◆ TASK:
Present every line of the data below as a numbered list, skipping blank lines and leaving the pictures out.
>> BEGIN
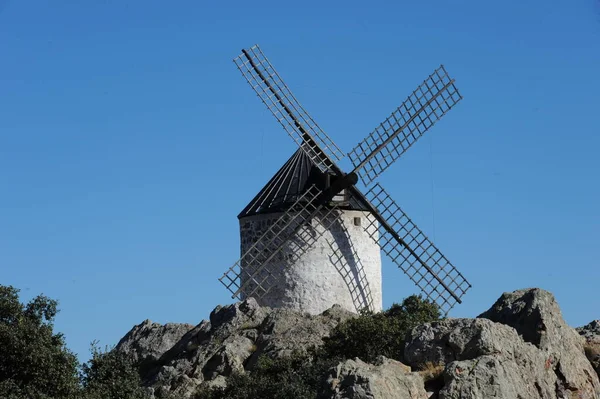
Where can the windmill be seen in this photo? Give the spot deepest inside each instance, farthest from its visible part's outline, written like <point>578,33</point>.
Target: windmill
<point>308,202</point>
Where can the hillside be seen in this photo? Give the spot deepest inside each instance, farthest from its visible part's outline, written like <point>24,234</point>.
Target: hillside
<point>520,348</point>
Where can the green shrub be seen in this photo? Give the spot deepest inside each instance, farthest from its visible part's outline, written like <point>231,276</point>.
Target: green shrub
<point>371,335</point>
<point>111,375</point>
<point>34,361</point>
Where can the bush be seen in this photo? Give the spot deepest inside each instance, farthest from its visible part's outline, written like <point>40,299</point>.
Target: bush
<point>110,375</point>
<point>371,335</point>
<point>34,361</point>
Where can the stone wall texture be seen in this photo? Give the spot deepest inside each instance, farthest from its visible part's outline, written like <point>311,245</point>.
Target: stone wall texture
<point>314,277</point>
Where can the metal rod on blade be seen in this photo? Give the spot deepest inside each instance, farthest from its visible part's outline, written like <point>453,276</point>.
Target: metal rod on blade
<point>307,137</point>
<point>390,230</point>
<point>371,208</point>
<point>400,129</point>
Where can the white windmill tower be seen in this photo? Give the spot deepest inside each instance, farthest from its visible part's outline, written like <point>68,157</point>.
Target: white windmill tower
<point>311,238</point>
>> END
◆ COMPLETE ANSWER:
1. Where can the windmill be seen in this photo? Give the spot deepest inside each instance, farthest from its visible part's outline, written like <point>578,33</point>.
2. Target: windmill
3. <point>308,202</point>
4. Where can the hillside be seen in this photo? Give the spot deepest inside each instance, farthest from its visible part's outline, written like <point>24,234</point>.
5. Target: hillside
6. <point>520,348</point>
7. Where can the green shrub be seen in this photo? Give the spot deepest inside each instance, farthest from its visible part's outline, written like <point>231,276</point>.
8. Target: green shrub
9. <point>371,335</point>
10. <point>111,375</point>
11. <point>34,361</point>
12. Where can the bush be seen in this photo? Give the spot deepest inside each instance, farthest from its visible part's outline, written like <point>40,299</point>.
13. Target: bush
14. <point>110,375</point>
15. <point>371,335</point>
16. <point>34,361</point>
17. Where can the stone wall texture be seen in this photo? Give the spot deepest inside each instance, farthest from its visible part's outline, written like <point>311,245</point>.
18. Target: stone wall texture
19. <point>314,277</point>
20. Where can the metal rod on blade be seen in this photo? Give the spot deepest inside each instance, farthest from its visible part's outline, written like <point>453,276</point>.
21. Target: metal rod on blade
22. <point>307,137</point>
23. <point>390,230</point>
24. <point>371,208</point>
25. <point>400,129</point>
26. Where can the white windmill tower be seen in this photo? Give the spot deepest inside each instance, farthest from its visible part's outline, written like <point>68,157</point>.
27. Target: white windmill tower
28. <point>311,238</point>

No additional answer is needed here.